*** Document passage ***

One way to prevent diabetes is to take care of women during their pregnancy, aiming to prevent and treat GDM effectively; “diabetes prevention is in your mom’s hands!” suggests Balasubramanyam.2 The prevalence of GDM is increasing worldwide, especially in developing countries. In India, the prevalence of GDM is reported to range from 4–18%.5 It is crucial to detect GDM, as the condition is associated with a diverse range of adverse maternal and neonatal outcomes, therefore the consequences of this condition affect not only the mother but the offspring too, often manifesting at a later stage of their life. Research clearly indicates that the risk for diabetes is programmed in the mother’s womb itself.6
Type 2 diabetes mellitus prevention strategies must focus on maternal health, nutrition, and other factors affecting health before and during pregnancy, in addition to infant and early childhood nutrition. Antenatal care visits during pregnancy must be optimised for health promotion in young women and enable the early detection of diabetes and GDM.
Early Biomarkers to Predict as well as to Treat Gestational Diabetes Mellitus
“Both GDM and its progression to Type 2 diabetes mellitus could be potentially prevented by appropriate lifestyle modifications and medical management, but we need to identify the high-risk individuals,” noted Balasubramanyam.2 First-trimester biomarker discovery platforms appear to be promising for predicting the risk of GDM and are consequently expected to offer an extended ‘window of opportunity’ for preventative lifestyle changes and medical management. As research into these types of biomarker increases, the next challenge is to develop, validate, and adopt a robust and reliable single or panel of biomarkers that could predict GDM.

*** Dataset excerpts ***

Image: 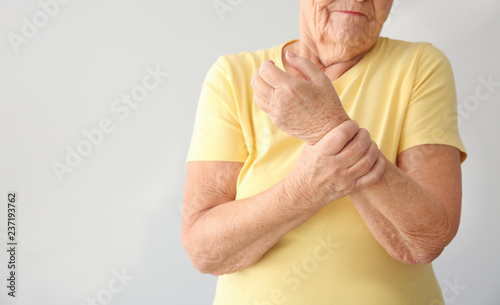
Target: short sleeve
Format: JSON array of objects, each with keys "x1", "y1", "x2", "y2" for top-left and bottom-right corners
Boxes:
[
  {"x1": 398, "y1": 44, "x2": 467, "y2": 162},
  {"x1": 186, "y1": 57, "x2": 248, "y2": 162}
]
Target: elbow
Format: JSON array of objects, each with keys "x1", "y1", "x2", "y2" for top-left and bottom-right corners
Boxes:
[
  {"x1": 392, "y1": 218, "x2": 458, "y2": 265},
  {"x1": 389, "y1": 249, "x2": 443, "y2": 266},
  {"x1": 181, "y1": 231, "x2": 223, "y2": 276}
]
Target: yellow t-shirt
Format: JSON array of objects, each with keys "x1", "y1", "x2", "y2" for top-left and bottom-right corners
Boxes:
[{"x1": 187, "y1": 38, "x2": 466, "y2": 305}]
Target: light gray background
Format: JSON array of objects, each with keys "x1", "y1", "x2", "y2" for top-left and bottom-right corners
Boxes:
[{"x1": 0, "y1": 0, "x2": 500, "y2": 305}]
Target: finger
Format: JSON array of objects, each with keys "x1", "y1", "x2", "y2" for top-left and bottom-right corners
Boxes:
[
  {"x1": 285, "y1": 51, "x2": 326, "y2": 82},
  {"x1": 259, "y1": 60, "x2": 297, "y2": 89},
  {"x1": 253, "y1": 94, "x2": 271, "y2": 113},
  {"x1": 337, "y1": 128, "x2": 378, "y2": 166},
  {"x1": 315, "y1": 120, "x2": 359, "y2": 156},
  {"x1": 354, "y1": 151, "x2": 387, "y2": 190},
  {"x1": 251, "y1": 69, "x2": 274, "y2": 101},
  {"x1": 347, "y1": 141, "x2": 379, "y2": 180}
]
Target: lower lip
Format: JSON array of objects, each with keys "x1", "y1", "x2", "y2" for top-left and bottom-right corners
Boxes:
[{"x1": 337, "y1": 11, "x2": 364, "y2": 17}]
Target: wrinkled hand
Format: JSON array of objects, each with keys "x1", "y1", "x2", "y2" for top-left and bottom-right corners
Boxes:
[
  {"x1": 285, "y1": 120, "x2": 385, "y2": 209},
  {"x1": 251, "y1": 52, "x2": 349, "y2": 145}
]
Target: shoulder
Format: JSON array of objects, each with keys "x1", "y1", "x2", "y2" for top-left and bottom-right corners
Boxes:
[{"x1": 375, "y1": 37, "x2": 449, "y2": 65}]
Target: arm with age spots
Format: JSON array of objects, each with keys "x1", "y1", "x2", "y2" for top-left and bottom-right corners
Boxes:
[
  {"x1": 252, "y1": 53, "x2": 462, "y2": 264},
  {"x1": 181, "y1": 120, "x2": 384, "y2": 275}
]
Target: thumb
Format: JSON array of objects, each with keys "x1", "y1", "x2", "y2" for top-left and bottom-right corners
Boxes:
[{"x1": 285, "y1": 50, "x2": 326, "y2": 82}]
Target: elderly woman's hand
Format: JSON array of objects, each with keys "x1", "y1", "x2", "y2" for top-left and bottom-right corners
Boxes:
[
  {"x1": 251, "y1": 52, "x2": 349, "y2": 145},
  {"x1": 286, "y1": 120, "x2": 385, "y2": 209}
]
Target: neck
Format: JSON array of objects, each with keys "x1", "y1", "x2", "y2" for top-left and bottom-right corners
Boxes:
[{"x1": 282, "y1": 40, "x2": 366, "y2": 82}]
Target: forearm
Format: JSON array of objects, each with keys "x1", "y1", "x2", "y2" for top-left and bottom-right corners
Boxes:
[
  {"x1": 351, "y1": 156, "x2": 456, "y2": 264},
  {"x1": 185, "y1": 179, "x2": 320, "y2": 275}
]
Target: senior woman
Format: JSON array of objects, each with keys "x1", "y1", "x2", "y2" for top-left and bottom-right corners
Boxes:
[{"x1": 182, "y1": 0, "x2": 466, "y2": 305}]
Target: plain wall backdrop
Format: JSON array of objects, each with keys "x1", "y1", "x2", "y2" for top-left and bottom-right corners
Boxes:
[{"x1": 0, "y1": 0, "x2": 500, "y2": 305}]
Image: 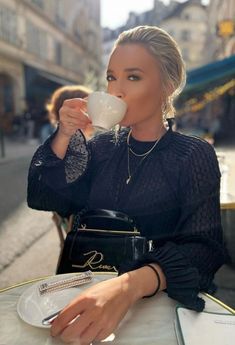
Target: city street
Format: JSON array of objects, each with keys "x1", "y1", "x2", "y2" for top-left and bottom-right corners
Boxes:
[
  {"x1": 0, "y1": 138, "x2": 235, "y2": 308},
  {"x1": 0, "y1": 141, "x2": 59, "y2": 288}
]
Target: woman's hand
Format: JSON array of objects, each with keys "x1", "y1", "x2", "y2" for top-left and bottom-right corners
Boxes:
[
  {"x1": 58, "y1": 98, "x2": 91, "y2": 138},
  {"x1": 51, "y1": 274, "x2": 139, "y2": 345},
  {"x1": 51, "y1": 98, "x2": 91, "y2": 159}
]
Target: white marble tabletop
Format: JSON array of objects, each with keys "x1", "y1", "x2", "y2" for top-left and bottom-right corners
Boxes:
[{"x1": 0, "y1": 274, "x2": 230, "y2": 345}]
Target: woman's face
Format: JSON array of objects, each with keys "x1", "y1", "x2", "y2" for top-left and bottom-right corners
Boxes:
[{"x1": 107, "y1": 43, "x2": 162, "y2": 127}]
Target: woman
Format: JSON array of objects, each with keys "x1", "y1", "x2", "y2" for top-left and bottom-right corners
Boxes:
[{"x1": 28, "y1": 26, "x2": 225, "y2": 344}]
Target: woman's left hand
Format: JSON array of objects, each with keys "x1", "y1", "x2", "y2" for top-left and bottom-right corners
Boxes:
[{"x1": 51, "y1": 274, "x2": 139, "y2": 345}]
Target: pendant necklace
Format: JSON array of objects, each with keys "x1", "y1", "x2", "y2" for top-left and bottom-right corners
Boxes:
[{"x1": 126, "y1": 130, "x2": 161, "y2": 184}]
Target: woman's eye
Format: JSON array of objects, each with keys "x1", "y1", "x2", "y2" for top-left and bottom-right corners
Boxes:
[
  {"x1": 128, "y1": 74, "x2": 140, "y2": 81},
  {"x1": 106, "y1": 75, "x2": 114, "y2": 81}
]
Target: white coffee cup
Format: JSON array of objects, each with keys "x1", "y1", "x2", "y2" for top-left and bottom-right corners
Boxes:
[{"x1": 87, "y1": 91, "x2": 127, "y2": 130}]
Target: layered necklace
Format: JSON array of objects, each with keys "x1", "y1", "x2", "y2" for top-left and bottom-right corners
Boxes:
[{"x1": 126, "y1": 125, "x2": 163, "y2": 184}]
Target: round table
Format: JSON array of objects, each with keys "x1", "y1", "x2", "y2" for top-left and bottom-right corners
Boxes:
[{"x1": 0, "y1": 274, "x2": 233, "y2": 345}]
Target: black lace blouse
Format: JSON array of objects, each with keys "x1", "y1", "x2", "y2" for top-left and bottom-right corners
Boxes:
[{"x1": 28, "y1": 129, "x2": 226, "y2": 311}]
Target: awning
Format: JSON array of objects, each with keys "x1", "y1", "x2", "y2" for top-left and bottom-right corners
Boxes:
[
  {"x1": 180, "y1": 55, "x2": 235, "y2": 99},
  {"x1": 38, "y1": 71, "x2": 75, "y2": 85}
]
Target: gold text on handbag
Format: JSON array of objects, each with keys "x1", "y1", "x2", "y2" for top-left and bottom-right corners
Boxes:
[{"x1": 72, "y1": 250, "x2": 117, "y2": 272}]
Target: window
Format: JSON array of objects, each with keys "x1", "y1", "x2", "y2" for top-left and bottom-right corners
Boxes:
[
  {"x1": 27, "y1": 21, "x2": 48, "y2": 59},
  {"x1": 31, "y1": 0, "x2": 44, "y2": 8},
  {"x1": 55, "y1": 42, "x2": 62, "y2": 65},
  {"x1": 182, "y1": 48, "x2": 189, "y2": 60},
  {"x1": 56, "y1": 0, "x2": 65, "y2": 29},
  {"x1": 181, "y1": 30, "x2": 190, "y2": 41},
  {"x1": 0, "y1": 6, "x2": 19, "y2": 45}
]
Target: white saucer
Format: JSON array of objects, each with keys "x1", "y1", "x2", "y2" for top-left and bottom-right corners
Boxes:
[{"x1": 17, "y1": 274, "x2": 100, "y2": 328}]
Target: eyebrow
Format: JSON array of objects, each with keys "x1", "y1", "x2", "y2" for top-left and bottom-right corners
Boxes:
[{"x1": 107, "y1": 67, "x2": 144, "y2": 73}]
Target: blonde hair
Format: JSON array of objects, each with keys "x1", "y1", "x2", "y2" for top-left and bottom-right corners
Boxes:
[{"x1": 114, "y1": 25, "x2": 186, "y2": 119}]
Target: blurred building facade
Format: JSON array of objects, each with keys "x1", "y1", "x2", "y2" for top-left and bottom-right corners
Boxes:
[
  {"x1": 103, "y1": 0, "x2": 210, "y2": 75},
  {"x1": 208, "y1": 0, "x2": 235, "y2": 60},
  {"x1": 0, "y1": 0, "x2": 101, "y2": 133}
]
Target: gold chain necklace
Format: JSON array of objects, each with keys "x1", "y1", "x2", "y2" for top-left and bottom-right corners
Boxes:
[
  {"x1": 126, "y1": 125, "x2": 163, "y2": 157},
  {"x1": 126, "y1": 130, "x2": 161, "y2": 184}
]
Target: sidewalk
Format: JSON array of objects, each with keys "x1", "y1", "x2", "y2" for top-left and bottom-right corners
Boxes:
[{"x1": 0, "y1": 137, "x2": 39, "y2": 164}]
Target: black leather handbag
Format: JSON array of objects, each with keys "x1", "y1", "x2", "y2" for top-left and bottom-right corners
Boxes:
[{"x1": 56, "y1": 209, "x2": 148, "y2": 274}]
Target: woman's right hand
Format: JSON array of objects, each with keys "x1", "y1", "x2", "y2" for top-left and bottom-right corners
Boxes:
[
  {"x1": 58, "y1": 98, "x2": 91, "y2": 138},
  {"x1": 51, "y1": 98, "x2": 91, "y2": 159}
]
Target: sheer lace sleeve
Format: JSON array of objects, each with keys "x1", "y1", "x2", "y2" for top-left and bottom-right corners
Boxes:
[
  {"x1": 120, "y1": 141, "x2": 226, "y2": 311},
  {"x1": 27, "y1": 131, "x2": 90, "y2": 215}
]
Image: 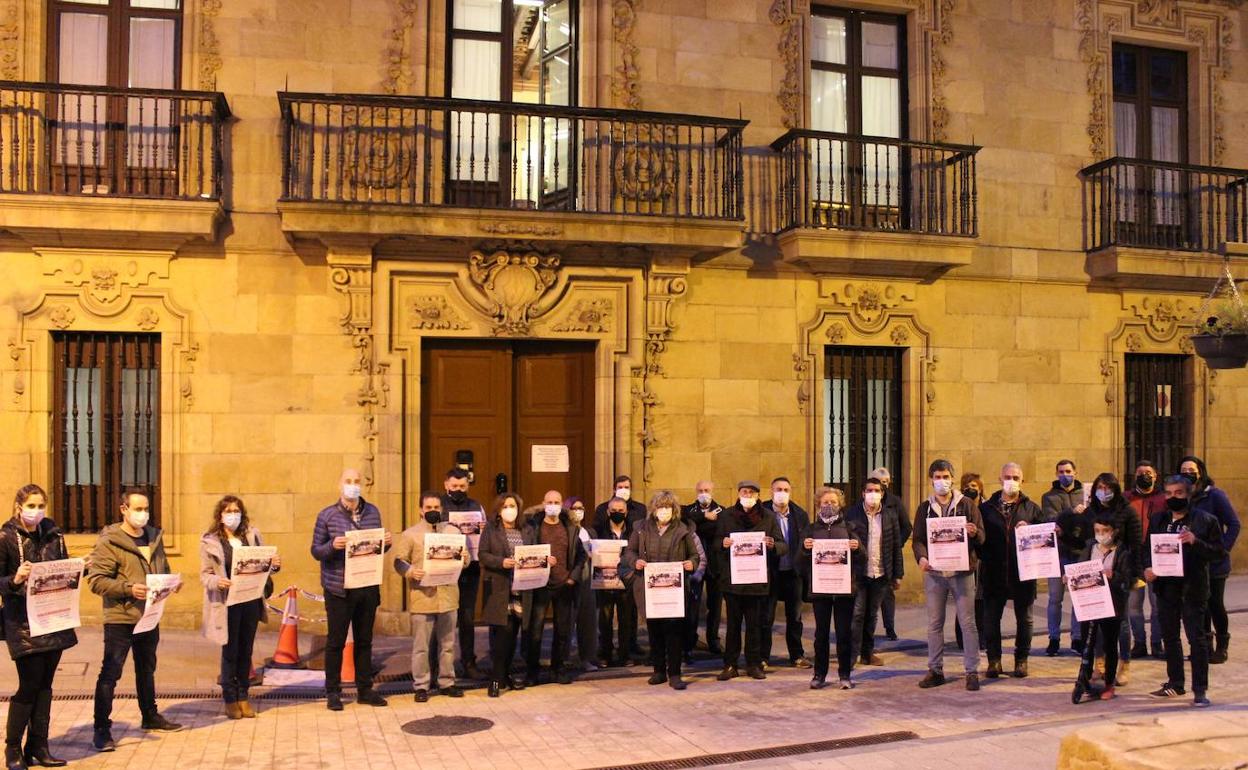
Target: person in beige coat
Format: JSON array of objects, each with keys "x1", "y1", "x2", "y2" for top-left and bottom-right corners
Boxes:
[
  {"x1": 200, "y1": 494, "x2": 282, "y2": 719},
  {"x1": 394, "y1": 492, "x2": 469, "y2": 703}
]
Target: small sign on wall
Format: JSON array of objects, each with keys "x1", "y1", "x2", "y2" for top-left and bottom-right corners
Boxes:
[{"x1": 530, "y1": 444, "x2": 570, "y2": 473}]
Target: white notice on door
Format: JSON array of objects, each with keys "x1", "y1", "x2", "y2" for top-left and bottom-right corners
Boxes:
[{"x1": 532, "y1": 444, "x2": 570, "y2": 473}]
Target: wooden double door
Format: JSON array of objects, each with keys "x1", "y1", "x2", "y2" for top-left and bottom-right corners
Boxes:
[{"x1": 421, "y1": 339, "x2": 594, "y2": 512}]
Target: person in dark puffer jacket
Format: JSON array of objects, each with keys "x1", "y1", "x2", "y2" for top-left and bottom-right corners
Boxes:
[{"x1": 0, "y1": 484, "x2": 77, "y2": 770}]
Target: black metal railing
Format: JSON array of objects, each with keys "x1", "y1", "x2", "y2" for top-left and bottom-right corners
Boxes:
[
  {"x1": 0, "y1": 81, "x2": 230, "y2": 200},
  {"x1": 771, "y1": 129, "x2": 980, "y2": 237},
  {"x1": 1080, "y1": 157, "x2": 1248, "y2": 251},
  {"x1": 278, "y1": 94, "x2": 746, "y2": 220}
]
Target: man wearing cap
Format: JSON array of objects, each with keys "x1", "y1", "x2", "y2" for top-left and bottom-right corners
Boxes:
[{"x1": 716, "y1": 480, "x2": 789, "y2": 681}]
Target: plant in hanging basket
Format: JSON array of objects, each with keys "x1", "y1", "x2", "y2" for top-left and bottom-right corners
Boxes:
[{"x1": 1192, "y1": 296, "x2": 1248, "y2": 369}]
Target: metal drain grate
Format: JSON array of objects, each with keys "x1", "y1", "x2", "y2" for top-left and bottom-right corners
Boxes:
[{"x1": 581, "y1": 730, "x2": 919, "y2": 770}]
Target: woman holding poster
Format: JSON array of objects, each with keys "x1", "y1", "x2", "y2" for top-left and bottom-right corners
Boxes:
[
  {"x1": 800, "y1": 487, "x2": 867, "y2": 690},
  {"x1": 0, "y1": 484, "x2": 77, "y2": 768},
  {"x1": 200, "y1": 494, "x2": 282, "y2": 719},
  {"x1": 620, "y1": 489, "x2": 705, "y2": 690}
]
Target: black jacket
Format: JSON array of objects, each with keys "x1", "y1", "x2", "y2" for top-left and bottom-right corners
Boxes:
[
  {"x1": 1143, "y1": 510, "x2": 1226, "y2": 602},
  {"x1": 0, "y1": 517, "x2": 77, "y2": 660},
  {"x1": 980, "y1": 490, "x2": 1043, "y2": 602},
  {"x1": 797, "y1": 512, "x2": 868, "y2": 600},
  {"x1": 845, "y1": 500, "x2": 909, "y2": 583},
  {"x1": 713, "y1": 502, "x2": 787, "y2": 597}
]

***

Task directions: According to the passage on gestational diabetes, what range of GDM prevalence is reported in India? These rows come from a different source than the text.

Task output: 4–18%